What this task involves: In the transcript below, which outcomes does Andrea say count as the serious or catastrophic incidents the talk covered?

[[ Source passage open ]]

Betty-Anne Daviss: I wrote to Helen and Julia that I love the model they are creating and that it’s a model we should be following. I am a midwife doing vaginal breech births in a hospital where most of the physicians are not supportive. The pediatricians and nurses tend to want to make the Apgars lower than they really are. They make a big deal out of every single birth that occurs because the people in the room haven’t seen it often, so they think what they see is a bad outcome. But to me, it’s a great outcome and normal for breech. Things get created into a bad incident when there was nothing bad at all.

Andrea: This talk was about serious or catastrophic incidents: death or permanent disability, not low Apgar scores. Yes, there is a tendency to make things worse than they are. For minor incidents, staff are encouraged to report worrisome things (inadequate staffing levels, etc). Everything like that is investigated, but at a much lower key. Internal investigations don’t take any legal process; that’s a separate process. Our investigation is simply to learn what happened and communicate it to staff and family.

Paula: Yes, people can be very supportive. We have to be very cautious and very careful. We want to keep our colleagues well-supported, but we also can’t protect them from investigations and self-analysis. As OBs and midwives, we are terrible at deciding something is bad when it’s not really.

[[ Source passage closed ]]
[[ Extracted records open ]]

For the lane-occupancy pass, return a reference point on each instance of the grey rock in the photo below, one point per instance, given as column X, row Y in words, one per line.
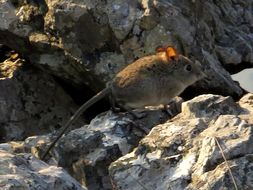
column 183, row 152
column 70, row 39
column 87, row 152
column 23, row 171
column 31, row 102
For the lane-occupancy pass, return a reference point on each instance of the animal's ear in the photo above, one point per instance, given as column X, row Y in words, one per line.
column 160, row 49
column 171, row 53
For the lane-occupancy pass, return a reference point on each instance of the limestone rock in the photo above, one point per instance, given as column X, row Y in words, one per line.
column 23, row 171
column 70, row 38
column 32, row 102
column 87, row 152
column 183, row 153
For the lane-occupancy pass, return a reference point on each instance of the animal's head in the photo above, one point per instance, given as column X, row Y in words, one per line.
column 183, row 69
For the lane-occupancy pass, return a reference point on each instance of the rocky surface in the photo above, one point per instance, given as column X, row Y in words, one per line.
column 31, row 102
column 23, row 171
column 88, row 151
column 84, row 43
column 87, row 42
column 183, row 153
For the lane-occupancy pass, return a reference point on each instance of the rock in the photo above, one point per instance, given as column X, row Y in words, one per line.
column 87, row 42
column 183, row 153
column 23, row 171
column 87, row 152
column 32, row 102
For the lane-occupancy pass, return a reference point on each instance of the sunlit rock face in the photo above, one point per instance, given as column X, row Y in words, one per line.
column 183, row 153
column 245, row 79
column 87, row 42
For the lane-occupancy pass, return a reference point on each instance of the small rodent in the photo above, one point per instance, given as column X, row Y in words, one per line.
column 150, row 80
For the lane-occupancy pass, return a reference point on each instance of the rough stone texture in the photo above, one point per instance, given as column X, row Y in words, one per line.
column 183, row 153
column 87, row 42
column 87, row 152
column 31, row 102
column 23, row 171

[[ Extracted records closed ]]

Solution to this exercise: Death or permanent disability.